Your output should be the full listing, unchanged.

SUPPLIED MATERIAL START

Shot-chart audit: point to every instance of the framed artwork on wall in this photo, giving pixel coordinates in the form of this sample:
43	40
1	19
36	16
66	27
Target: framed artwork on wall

SUPPLIED MATERIAL END

**FINISHED TASK**
Shot-chart audit: point to every instance of the framed artwork on wall in this photo, giving pixel coordinates in the form of this sample:
43	40
1	19
36	16
66	27
Target: framed artwork on wall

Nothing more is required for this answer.